• DATA TO PROCESS
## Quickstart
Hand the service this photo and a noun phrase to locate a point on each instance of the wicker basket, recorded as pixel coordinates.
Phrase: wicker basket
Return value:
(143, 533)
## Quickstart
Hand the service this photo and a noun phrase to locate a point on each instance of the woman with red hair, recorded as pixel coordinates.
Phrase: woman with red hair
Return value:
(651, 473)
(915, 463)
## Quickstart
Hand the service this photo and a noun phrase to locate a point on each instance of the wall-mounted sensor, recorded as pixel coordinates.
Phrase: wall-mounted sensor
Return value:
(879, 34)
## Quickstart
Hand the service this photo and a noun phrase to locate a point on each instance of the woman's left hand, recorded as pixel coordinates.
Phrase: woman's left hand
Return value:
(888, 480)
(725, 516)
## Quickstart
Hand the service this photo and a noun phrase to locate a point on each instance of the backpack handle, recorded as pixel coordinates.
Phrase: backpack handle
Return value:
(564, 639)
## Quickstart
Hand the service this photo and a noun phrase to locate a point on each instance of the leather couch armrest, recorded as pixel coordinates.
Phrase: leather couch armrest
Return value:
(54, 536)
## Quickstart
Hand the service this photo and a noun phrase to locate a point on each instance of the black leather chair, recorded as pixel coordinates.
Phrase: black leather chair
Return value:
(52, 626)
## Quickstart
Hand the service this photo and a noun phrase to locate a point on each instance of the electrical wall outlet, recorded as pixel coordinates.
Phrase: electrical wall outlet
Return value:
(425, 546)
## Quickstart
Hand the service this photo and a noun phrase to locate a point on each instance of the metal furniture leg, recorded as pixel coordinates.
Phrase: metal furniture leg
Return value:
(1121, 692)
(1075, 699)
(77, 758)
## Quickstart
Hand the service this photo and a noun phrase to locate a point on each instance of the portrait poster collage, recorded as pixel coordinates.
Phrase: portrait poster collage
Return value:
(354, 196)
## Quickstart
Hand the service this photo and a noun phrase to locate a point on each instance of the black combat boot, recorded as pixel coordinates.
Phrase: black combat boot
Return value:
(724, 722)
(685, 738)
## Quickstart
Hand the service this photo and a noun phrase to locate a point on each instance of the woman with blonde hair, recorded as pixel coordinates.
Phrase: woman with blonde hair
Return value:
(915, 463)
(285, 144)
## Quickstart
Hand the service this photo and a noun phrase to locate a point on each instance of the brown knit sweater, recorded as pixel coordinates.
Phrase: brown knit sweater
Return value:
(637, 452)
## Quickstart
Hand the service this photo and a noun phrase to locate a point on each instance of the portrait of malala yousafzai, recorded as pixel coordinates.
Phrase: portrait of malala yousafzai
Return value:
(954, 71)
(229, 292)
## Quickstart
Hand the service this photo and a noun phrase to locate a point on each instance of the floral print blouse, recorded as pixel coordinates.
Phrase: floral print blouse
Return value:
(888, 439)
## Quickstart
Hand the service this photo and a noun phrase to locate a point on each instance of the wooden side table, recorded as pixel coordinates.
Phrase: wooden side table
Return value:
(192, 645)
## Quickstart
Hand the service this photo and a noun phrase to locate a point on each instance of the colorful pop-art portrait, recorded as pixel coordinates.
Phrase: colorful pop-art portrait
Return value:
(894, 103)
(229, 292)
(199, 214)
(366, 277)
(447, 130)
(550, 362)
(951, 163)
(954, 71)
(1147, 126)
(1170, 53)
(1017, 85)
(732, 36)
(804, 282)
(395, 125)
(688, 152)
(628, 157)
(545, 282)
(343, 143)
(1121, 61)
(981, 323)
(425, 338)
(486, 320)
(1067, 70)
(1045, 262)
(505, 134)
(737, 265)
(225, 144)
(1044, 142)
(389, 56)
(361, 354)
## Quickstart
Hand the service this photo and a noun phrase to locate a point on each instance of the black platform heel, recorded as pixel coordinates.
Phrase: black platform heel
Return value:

• WORK REQUEST
In the listing above, find the line with "Phrase: woman with red hair" and the line with "Phrase: metal furniture leg"; output exactly those lines and all lines between them.

• RESULT OF THIS TASK
Phrase: woman with red hair
Return value:
(651, 473)
(915, 463)
## Quickstart
Hand the service this photo and a noun phrase to locate a point on each instance of the wall-mounted sensor, recorded as pixel coordinates.
Phrase: wall-mounted sensor
Return value:
(879, 34)
## Quickstart
Hand the service this photo and a noun phrase to locate a point on each instance of the woman's left hand, recorded as pixel coordinates.
Phrase: woman's left hand
Return value:
(888, 480)
(725, 516)
## Quickstart
Hand the service this photo and a noun phrase to locate a point on each instance of the backpack handle, recorded as pixel coordinates.
Phrase: backpack handle
Return value:
(564, 639)
## Quickstart
Hand the service this photo and a noun phrase to locate a point on each instance of the leather couch armrest, recorded as pixel coordinates.
Phrase: leather couch armrest
Return value:
(54, 536)
## Quickstart
Hand the service this photo and a noun phrase to locate a point on each instance of the black leather chair, recorded as pixel coordinates.
Phrase: black leather chair
Return value:
(52, 626)
## Quickstart
Hand the service this photo and a noun phrase to locate a point on each instance of the electrical wall outlet, recorded as pixel coordinates.
Phrase: electrical wall outlet
Return value:
(425, 546)
## Quickstart
Hand the service this photo and a noun phrase to locate a point on each instance of the metal furniture leg, recorded as pixel coordinates.
Phrase: metal furniture leg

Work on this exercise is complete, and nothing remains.